:: Text extract ::
Whenever a technology promises to democratize everything, the same illusion appears: now that it’s easy, no one has an advantage anymore. A camera on your phone made everyone a photographer. Spotify made everyone a musician. AI made everyone a developer.



But I’ll tell you a truth no one wants to hear: these technologies don’t democratize anything. They do exactly the opposite.

The floor rises, yes. More people creating, more people launching. But the ceiling rises much faster. And the gap between mediocrity and excellence? It widens. Always widens. That’s the power law — equality technologies produce aristocratic results. Always.

Look at Spotify. When it launched, any artist could distribute music globally. Result? Millions of new artists. Billions of new songs. It seemed total democracy. But what actually happened? The top 1% now capture an even larger share of plays than in the CD era. It didn’t decrease. It increased.

The same thing happens in writing, photography, software. The internet created the largest number of authors in history, but also created a more brutal attention economy. More participants, higher bets at the top. Always the same pattern: a small minority captures most of the value.

We think linearly, expecting productivity to distribute like water in a flat container. But complex systems don’t work that way. They never have. Think of Kleiber’s Law — the metabolic rate of any organism on Earth follows a power-law relation with its mass. Blue whales don’t have metabolism proportional to their size. No one designed that; it emerges naturally when energy follows its internal logic.

The market is a complex system, and attention is a resource. When friction disappears — when geography, shelf space, distribution costs cease to be buffers — the market converges to its natural form. It’s not a bell curve. It’s a power law.

Now, with AI, this process accelerates. The floor is rising in real time — anyone launches a product, designs an interface, writes production code. But the ceiling also rises, and much faster.

The key question: what truly determines your final position?

In 1981, Steve Jobs insisted that the internal circuit board of the first Macintosh be aesthetically pleasing. Not the external appearance — the part no one would see. His engineers thought he was crazy. But he understood something profound: the way you do anything is the way you do everything.

Those who can make hidden parts beautiful are not just demonstrating quality. By character, they cannot tolerate launching anything inferior. This matters because trust is hard to build but easy to fake quickly.

Credentials can be manipulated. Pedigree can be inherited. What’s truly hard to fake is taste — a visible persistence in adhering to a standard that no one demands.

For most of the last decade, this signal was obscured. At the peak of SaaS, execution became so standardized that distribution became the scarce resource. If you could acquire customers efficiently, build a sales machine, and hit the 40% rule, the product hardly mattered. The aesthetic signal was drowned in growth metrics noise.

But AI changed all that.

When anyone can generate a functional product, elegant interface, and operational code in a single afternoon, ease of use is no longer differentiation. The question now is: is it truly excellent? Does this person know the difference between good and insanely great? Do they care enough to close that gap without anyone demanding it?

:: Data lines ::
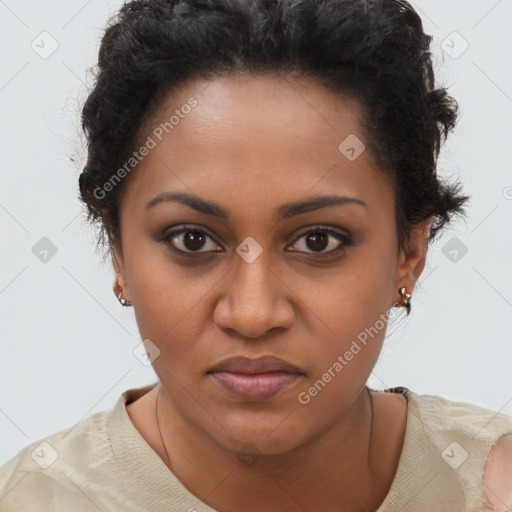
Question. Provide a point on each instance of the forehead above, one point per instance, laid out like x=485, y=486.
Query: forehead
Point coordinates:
x=244, y=137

:: Parts of the exercise ::
**1)** Answer from the essay on technology and the power law:
(a) In what year did Steve Jobs insist that the first Macintosh's internal circuit board be aesthetically pleasing?
(b) According to Kleiber's Law, what follows a power-law relation with an organism's mass?
(c) Which rule does the essay say SaaS companies aimed to hit?
**2)** Print the passage from the essay on technology and the power law, from "For most of" up to and including "anyone demanding it?".
The text and the listing have no connection to each other.

:: Answers provided ::
**1)**
(a) 1981.
(b) The organism's metabolic rate.
(c) The 40% rule.

**2)**
For most of the last decade, this signal was obscured. At the peak of SaaS, execution became so standardized that distribution became the scarce resource. If you could acquire customers efficiently, build a sales machine, and hit the 40% rule, the product hardly mattered. The aesthetic signal was drowned in growth metrics noise.

But AI changed all that.

When anyone can generate a functional product, elegant interface, and operational code in a single afternoon, ease of use is no longer differentiation. The question now is: is it truly excellent? Does this person know the difference between good and insanely great? Do they care enough to close that gap without anyone demanding it?